[Opening Exercise input section]

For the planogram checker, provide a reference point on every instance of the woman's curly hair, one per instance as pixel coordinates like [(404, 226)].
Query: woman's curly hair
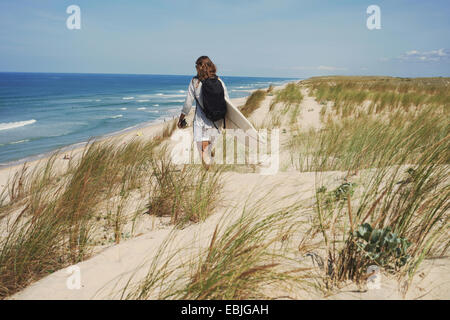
[(205, 68)]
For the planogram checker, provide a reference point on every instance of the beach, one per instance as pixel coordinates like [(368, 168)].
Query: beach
[(116, 270)]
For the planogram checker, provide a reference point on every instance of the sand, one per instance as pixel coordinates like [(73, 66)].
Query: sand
[(103, 275)]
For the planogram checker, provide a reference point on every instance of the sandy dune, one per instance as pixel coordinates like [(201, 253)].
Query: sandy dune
[(103, 275)]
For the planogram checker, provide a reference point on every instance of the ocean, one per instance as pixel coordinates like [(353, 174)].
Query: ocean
[(41, 112)]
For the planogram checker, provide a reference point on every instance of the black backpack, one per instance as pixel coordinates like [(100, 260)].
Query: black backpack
[(213, 96)]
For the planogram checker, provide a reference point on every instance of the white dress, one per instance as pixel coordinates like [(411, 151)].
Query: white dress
[(204, 129)]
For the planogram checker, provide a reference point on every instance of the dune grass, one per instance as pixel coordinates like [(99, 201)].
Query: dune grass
[(289, 96), (253, 102), (381, 93), (50, 217), (399, 213), (185, 194), (58, 218), (245, 259)]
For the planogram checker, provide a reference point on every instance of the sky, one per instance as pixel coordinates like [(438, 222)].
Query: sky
[(279, 38)]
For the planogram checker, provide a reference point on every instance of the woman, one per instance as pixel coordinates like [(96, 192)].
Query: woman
[(205, 130)]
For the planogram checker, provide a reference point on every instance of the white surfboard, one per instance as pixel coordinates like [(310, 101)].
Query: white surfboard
[(234, 119)]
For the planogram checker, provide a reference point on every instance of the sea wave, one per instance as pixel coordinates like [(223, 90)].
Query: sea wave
[(20, 141), (12, 125)]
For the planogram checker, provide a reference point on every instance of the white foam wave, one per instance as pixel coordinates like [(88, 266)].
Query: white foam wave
[(12, 125), (20, 141)]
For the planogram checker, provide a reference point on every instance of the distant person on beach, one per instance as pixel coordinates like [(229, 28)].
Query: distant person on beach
[(205, 129)]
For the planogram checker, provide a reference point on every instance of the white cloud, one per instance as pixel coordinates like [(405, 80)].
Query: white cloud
[(431, 56)]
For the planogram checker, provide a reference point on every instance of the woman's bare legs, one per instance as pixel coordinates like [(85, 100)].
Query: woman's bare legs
[(206, 157)]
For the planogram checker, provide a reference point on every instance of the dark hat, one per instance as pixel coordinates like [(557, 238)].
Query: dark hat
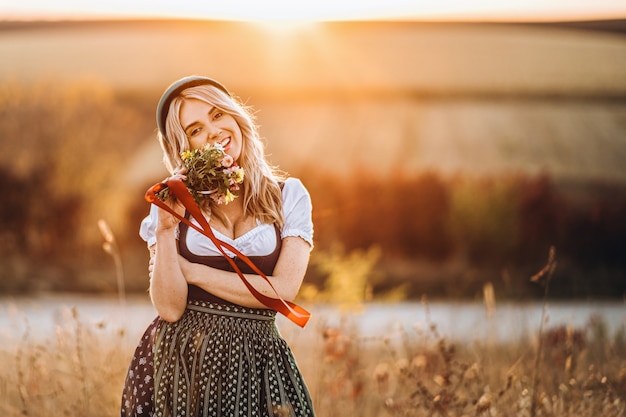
[(175, 89)]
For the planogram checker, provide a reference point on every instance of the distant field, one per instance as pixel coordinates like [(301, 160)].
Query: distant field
[(471, 98), (349, 57)]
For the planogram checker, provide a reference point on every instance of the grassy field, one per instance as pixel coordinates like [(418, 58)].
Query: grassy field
[(404, 372)]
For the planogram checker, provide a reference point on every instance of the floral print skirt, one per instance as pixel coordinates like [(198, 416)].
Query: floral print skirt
[(217, 360)]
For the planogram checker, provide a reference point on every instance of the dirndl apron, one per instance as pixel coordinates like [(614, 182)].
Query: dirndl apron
[(220, 359)]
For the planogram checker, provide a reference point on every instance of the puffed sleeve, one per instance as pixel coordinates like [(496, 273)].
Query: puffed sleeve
[(147, 230), (297, 209)]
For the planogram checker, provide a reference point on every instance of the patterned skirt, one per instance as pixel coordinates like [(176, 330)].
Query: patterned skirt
[(217, 360)]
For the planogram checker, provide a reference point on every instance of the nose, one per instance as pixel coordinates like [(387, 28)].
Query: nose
[(214, 133)]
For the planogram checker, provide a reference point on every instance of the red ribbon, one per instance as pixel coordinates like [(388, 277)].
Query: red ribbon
[(178, 189)]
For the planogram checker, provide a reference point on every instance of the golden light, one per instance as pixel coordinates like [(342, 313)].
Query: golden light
[(318, 10)]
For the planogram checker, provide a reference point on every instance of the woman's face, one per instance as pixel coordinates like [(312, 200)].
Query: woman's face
[(204, 124)]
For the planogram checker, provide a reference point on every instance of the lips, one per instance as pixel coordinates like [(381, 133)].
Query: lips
[(224, 142)]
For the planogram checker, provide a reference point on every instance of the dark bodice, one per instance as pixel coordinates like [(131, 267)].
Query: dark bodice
[(265, 263)]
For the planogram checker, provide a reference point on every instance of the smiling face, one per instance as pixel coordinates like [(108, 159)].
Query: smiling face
[(205, 124)]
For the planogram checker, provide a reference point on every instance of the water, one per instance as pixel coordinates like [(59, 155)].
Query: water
[(41, 316)]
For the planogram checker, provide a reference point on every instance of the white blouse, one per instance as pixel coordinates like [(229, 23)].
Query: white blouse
[(261, 240)]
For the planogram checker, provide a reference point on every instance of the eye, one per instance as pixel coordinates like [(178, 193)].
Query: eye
[(194, 132)]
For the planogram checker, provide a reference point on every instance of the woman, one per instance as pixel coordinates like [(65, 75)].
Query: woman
[(214, 350)]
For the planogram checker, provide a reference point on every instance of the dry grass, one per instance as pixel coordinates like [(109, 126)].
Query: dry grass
[(406, 372)]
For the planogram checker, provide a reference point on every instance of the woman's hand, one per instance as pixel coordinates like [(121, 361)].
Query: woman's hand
[(166, 220)]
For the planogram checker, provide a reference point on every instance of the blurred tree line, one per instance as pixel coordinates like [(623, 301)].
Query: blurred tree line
[(64, 149)]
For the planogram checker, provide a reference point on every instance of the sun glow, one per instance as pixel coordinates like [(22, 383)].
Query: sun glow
[(318, 10)]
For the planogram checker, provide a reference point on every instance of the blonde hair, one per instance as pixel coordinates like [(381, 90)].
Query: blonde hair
[(261, 191)]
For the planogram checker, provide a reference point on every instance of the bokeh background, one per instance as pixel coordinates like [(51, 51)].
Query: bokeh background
[(444, 155)]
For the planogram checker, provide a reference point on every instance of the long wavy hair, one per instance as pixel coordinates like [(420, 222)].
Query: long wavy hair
[(261, 191)]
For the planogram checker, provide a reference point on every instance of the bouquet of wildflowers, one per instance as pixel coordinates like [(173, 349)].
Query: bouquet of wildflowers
[(211, 173)]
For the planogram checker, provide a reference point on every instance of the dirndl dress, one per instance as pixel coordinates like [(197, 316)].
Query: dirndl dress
[(219, 359)]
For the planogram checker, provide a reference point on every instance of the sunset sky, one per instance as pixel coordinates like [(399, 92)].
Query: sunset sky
[(284, 10)]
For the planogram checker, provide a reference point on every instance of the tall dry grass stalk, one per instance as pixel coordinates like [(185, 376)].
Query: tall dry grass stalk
[(77, 372), (110, 246), (544, 276), (408, 372)]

[Closing Exercise input section]

In the data above, find the line that contains "like [(623, 301)]." and the line that contains "like [(381, 90)].". Repeat exactly those lines and every line between them, and only those.

For the planogram checker, provide a reference point on every instance of the blurred tree line, one per instance as pixel coordinates like [(623, 301)].
Query: blurred tree line
[(64, 149)]
For the planogram checker, provide a reference point on every instance of the sun glow, one per instance as pixel coordinates like [(22, 383)].
Query: sun glow
[(318, 10)]
For the planogram checker, provide a reference point on every instance of the blonde hair, one per instance as pixel coordinates like [(381, 90)].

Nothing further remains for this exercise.